The Show Must Go On – Vladimir Putin Version 2020 (The Russian Invasion of Ukraine #328a)
Compliments of the Chef - Vladimir Putin & Yevgeny Prigozhin together in earlier times (Credit: Government of the Russian Federation)

The Show Must Go On – Vladimir Putin Version 2020 (The Russian Invasion of Ukraine #328a)

2022 was a terrible year for Vladimir Putin, 2023 is looking even worse. Putin has now faced down a mutiny. He did not defeat it with his usual weapons of choice such as open windows, poison, or radioactive substances. Instead, Putin feigned outrage and then proceeded to turn a cold shoulder toward the culprits. Belarus’ usually hapless dictator, Aleksandr Lukashenko, ended up bailing out Putin. At least that is the story for now. This narrative is liable to change. Unfortunately, change in the Russian leadership looks unlikely to occur. Nevertheless, lack of a decisive response from Putin confused Kremlinologists. This was out of character for a man who spent two decades cultivating a tough guy persona. Putin usually deals with those who oppose him by bankrupting, imprisoning, and sometimes murdering them. In this case, he did nothing of the sort.?

The Aftermath - Mutiny On The Don

The post-mutiny plot thickened this week when it was revealed that Putin met with Yevgeny Prigozhin and 35 other Wagner commanders, just five days after the latter and his disgruntled band of mutineers took over Russia’s Southern Military District in Rostov-On-Don without firing a shot. The Wagner troops were subsequently given VIP treatment by crowds of gawking locals watching in wide eyed amazement as events unfolded. The mutineers then proceeded to head north on a lightning strike that would put the Barbarossa blitzkrieg to shame. They only met light resistance on their journey towards Moscow. A small aerial force from the Russian military made a futile attempt to stop the mutineers. This only resulted in yet another embarrassing loss for Russian military forces in a war filled with them. They also encountered some tepidly formed highway barricades and torn up sections of road courtesy of a steam shovel sent to draw a line in the pavement. This less than serious effort to protect the regime was not going to stop battle hardened mercenaries determined to sort out the Russian military leadership. It was going to take something much more sublime, a phone call from Lukashenko.

********************

_WRITTEN INSTRUCTION A_: List every person named in the text about the Wagner mutiny.
_WRITTEN INSTRUCTION B_: Put the records into a numbered list, starting at the line with "of the car." and running through the end of the records. Skip blank lines.

_Photo-based point labeling data_:
********************

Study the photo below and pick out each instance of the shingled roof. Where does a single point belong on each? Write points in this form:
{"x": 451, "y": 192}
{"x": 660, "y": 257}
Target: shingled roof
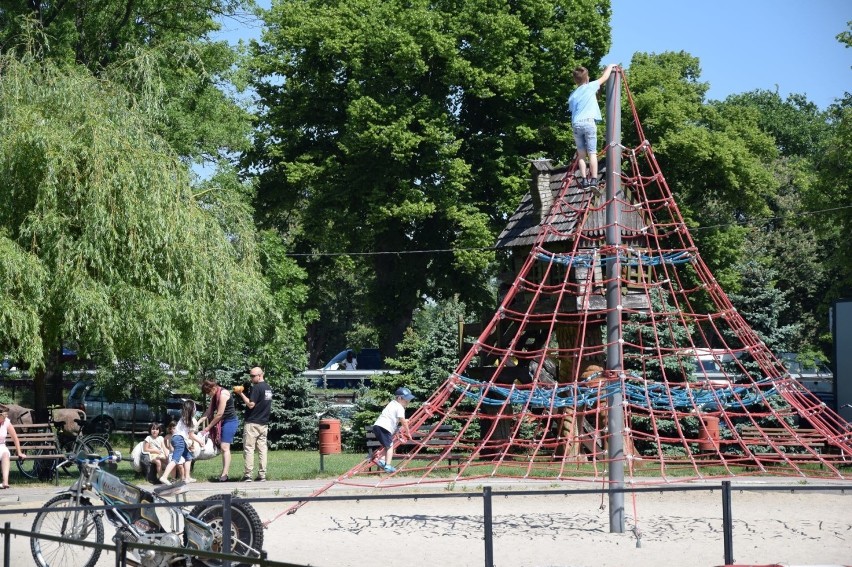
{"x": 524, "y": 225}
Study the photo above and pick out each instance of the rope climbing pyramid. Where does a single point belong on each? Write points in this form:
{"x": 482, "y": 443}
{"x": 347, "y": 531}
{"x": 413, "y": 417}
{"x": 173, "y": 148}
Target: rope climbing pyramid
{"x": 614, "y": 346}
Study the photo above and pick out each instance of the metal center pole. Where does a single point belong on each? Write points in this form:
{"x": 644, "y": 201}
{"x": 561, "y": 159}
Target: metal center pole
{"x": 614, "y": 363}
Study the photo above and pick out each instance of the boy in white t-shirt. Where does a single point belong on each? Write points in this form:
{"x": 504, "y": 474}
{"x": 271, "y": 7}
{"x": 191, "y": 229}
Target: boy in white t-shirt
{"x": 585, "y": 114}
{"x": 388, "y": 422}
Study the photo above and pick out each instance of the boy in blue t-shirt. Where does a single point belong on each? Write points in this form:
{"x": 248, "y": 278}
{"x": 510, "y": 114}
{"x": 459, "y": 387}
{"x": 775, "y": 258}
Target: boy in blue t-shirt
{"x": 585, "y": 114}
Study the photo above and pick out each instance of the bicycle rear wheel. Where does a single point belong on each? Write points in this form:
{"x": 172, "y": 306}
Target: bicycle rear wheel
{"x": 99, "y": 445}
{"x": 76, "y": 526}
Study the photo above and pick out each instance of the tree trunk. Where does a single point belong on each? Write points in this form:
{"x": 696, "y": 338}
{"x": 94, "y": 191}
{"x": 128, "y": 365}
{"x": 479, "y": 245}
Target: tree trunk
{"x": 47, "y": 386}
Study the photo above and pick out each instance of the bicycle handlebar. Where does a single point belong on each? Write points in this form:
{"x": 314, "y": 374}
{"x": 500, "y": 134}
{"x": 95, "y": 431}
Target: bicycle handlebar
{"x": 91, "y": 459}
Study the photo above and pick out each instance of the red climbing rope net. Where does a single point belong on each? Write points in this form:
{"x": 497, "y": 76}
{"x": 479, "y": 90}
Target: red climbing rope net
{"x": 531, "y": 398}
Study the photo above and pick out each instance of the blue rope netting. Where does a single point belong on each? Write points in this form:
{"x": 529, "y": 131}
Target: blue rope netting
{"x": 635, "y": 259}
{"x": 653, "y": 396}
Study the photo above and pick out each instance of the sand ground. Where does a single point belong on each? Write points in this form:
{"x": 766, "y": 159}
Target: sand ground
{"x": 789, "y": 527}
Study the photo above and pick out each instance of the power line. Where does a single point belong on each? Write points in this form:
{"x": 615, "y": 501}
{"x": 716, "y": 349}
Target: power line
{"x": 764, "y": 220}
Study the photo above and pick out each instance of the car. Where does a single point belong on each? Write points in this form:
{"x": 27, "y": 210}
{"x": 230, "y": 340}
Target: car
{"x": 106, "y": 416}
{"x": 812, "y": 374}
{"x": 368, "y": 359}
{"x": 708, "y": 366}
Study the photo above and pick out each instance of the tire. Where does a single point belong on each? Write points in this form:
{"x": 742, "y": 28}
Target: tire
{"x": 76, "y": 526}
{"x": 34, "y": 468}
{"x": 246, "y": 529}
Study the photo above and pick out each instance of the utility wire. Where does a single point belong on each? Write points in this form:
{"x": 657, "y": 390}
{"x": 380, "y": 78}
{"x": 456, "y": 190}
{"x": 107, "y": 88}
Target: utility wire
{"x": 762, "y": 221}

********************

_EXPECTED ANSWER A_:
Vladimir Putin
Yevgeny Prigozhin
Aleksandr Lukashenko

_EXPECTED ANSWER B_:
1. Study the photo above and pick out each instance of the car. Where does a single point belong on each? Write points in this form:
2. {"x": 27, "y": 210}
3. {"x": 230, "y": 340}
4. Target: car
5. {"x": 106, "y": 416}
6. {"x": 812, "y": 374}
7. {"x": 368, "y": 359}
8. {"x": 708, "y": 366}
9. Study the photo above and pick out each instance of the tire. Where does a single point belong on each? Write points in this form:
10. {"x": 742, "y": 28}
11. Target: tire
12. {"x": 76, "y": 526}
13. {"x": 34, "y": 468}
14. {"x": 246, "y": 529}
15. Study the photo above and pick out each instance of the utility wire. Where does a single point belong on each? Write points in this form:
16. {"x": 657, "y": 390}
17. {"x": 380, "y": 78}
18. {"x": 456, "y": 190}
19. {"x": 107, "y": 88}
20. Target: utility wire
21. {"x": 762, "y": 221}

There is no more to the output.